## Article
————————
# Hedgie ran away from home.



## wewerebound (Dec 7, 2011)

Last night when I got home from work, I went to do my usual hedgie stuff I do every day. My female hedgie is missing!!

Her cage door was still locked and her potty pan was flipped around.

I cannot find her. I've put igloos, fleece, snuggle sacks, food, water, her wheel and treats all over on that level of the house.

I'm getting worried. I have no idea how she would of got out. Any finding the hedgie ideas?


----------



## Christemo (Oct 5, 2011)

There was just another thread on here with another lost hedgie... what kind of cage was it?


----------



## wewerebound (Dec 7, 2011)

It is like this one- http://www.petsmart.com/product/index.j ... Id=4471004 but *a lot * larger.

I don't know how she could of got through the bars. She is 5 months and 250 grams.


----------



## hedgehogsrule99 (Aug 7, 2011)

by "treats" , have you tried mealworms? Dusty goes anywhere for a couple mealworms


----------



## Hedgehog lover01 (Jan 10, 2012)

i lost my hedgehog jasper we searched for ever then 4hrs later i found out he was in my bed lol my point is look in extra beeding


----------



## EinsteinsMama (Jan 18, 2012)

I know exactly which cage you are talking about; I was looking at the same one just yesterday. I bet it said it's safe for hedgehogs, huh? The spaces are way too wide and I kept in mind the rule of thumb that whatever a hedgehog's head can fit through, they can get through it.

On to the biggest concern. I kinda lost Einstein last night. What I did was shut all the doors, put a meal worm in each room to see if it would be gone in fifteen minutes, and shut the lights off. I ended up finding him in my walk in closet.


----------



## wewerebound (Dec 7, 2011)

I have the same cage for my male and never had a problem with him. I've put out chicken and her regular food. She is a very picky eater, I'm hoping the chicken will smell enough for her to come out. 

I'm worried, we pretty much have had our first snow storm of the season here today, and it's cold. I've cranked up the heat on that level of the house.

I'm starting to get worried, ugh. I might pull an all nighter.


----------



## EinsteinsMama (Jan 18, 2012)

I just noticed that what I said may have come off as snarky, which I did not mean whatsoever! :shock: 

I truly wish I could send Einstein to you to give you a big prickly hug!

Just be calm and think very happy thoughts. You'll probably be laughing about this later! <3


----------



## jerseymike1126 (Jan 20, 2011)

why are you on the forums?!?! go find her! look under everything, search every inch of your house! might take awhile but you will find her


----------



## Nancy (Aug 22, 2008)

That cage is perfectly fine for an adult or average sized hedgehog but 250g is small and yes that size could squeeze out the bars if they want. Some hedgehogs and other small animals are escape artists and will try everything to escape.


----------



## wewerebound (Dec 7, 2011)

I pulled an all nighter and my little escape artist showed up to the food dish in the hallway.

I am so relieved!!! 

Any ideas for cages I can switch to until she gets a little bigger or how to hedgie proof the current cage??


----------



## LarryT (May 12, 2009)

I don't see how a hog could get through those bars judging from that linked picture.  You could use coroplast around the walls secured by zipties. A cheap temporary fix would be cardboard walls ziptied to the cage. Maybe weave some placements through the bars, just a few ideas.
————————
## Input rows
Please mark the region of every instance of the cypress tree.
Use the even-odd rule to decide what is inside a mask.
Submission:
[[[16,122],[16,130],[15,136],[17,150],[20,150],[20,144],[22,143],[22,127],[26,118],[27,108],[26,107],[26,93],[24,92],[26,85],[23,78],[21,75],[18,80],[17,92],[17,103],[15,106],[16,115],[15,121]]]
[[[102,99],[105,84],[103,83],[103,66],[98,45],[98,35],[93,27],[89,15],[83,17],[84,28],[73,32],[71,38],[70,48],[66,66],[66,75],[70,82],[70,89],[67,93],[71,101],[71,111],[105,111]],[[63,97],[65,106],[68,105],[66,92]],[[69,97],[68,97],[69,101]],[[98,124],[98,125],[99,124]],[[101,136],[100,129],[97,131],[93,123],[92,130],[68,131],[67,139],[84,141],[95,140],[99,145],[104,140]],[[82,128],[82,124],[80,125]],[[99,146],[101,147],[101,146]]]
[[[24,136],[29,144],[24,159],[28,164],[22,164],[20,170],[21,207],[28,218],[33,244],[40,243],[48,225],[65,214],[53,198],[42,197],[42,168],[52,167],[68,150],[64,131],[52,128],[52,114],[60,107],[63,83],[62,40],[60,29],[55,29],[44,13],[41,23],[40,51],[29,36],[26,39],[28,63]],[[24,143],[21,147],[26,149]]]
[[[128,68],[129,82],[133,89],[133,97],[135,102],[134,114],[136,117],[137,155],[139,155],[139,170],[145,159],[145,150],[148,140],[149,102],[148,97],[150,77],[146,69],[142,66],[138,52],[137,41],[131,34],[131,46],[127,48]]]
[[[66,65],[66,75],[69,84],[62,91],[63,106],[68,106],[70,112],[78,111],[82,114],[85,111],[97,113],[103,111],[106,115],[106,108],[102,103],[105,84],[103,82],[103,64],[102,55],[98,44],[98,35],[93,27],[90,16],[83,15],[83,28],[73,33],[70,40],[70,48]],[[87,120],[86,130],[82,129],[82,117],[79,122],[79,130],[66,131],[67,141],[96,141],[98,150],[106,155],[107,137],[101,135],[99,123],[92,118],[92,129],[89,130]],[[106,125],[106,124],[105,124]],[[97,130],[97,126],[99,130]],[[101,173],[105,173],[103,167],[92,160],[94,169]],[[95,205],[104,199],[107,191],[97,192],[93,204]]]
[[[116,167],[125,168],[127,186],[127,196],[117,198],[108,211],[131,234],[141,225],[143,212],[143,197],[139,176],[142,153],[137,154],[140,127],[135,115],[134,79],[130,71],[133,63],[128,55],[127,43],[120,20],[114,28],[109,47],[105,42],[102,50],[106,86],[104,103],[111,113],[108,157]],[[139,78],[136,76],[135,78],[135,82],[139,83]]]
————————
## What you will do
(a) Reproduce the hedgehog thread word for word, starting at "I pulled an" and ending at "(May 12, 2009)".
(b) Pick out each line of the rows that contains the word "tree".
The hedgehog thread has nothing to do with the rows.

## Results by task
(a)
I pulled an all nighter and my little escape artist showed up to the food dish in the hallway.

I am so relieved!!! 

Any ideas for cages I can switch to until she gets a little bigger or how to hedgie proof the current cage??


----------



## LarryT (May 12, 2009)

(b)
Please mark the region of every instance of the cypress tree.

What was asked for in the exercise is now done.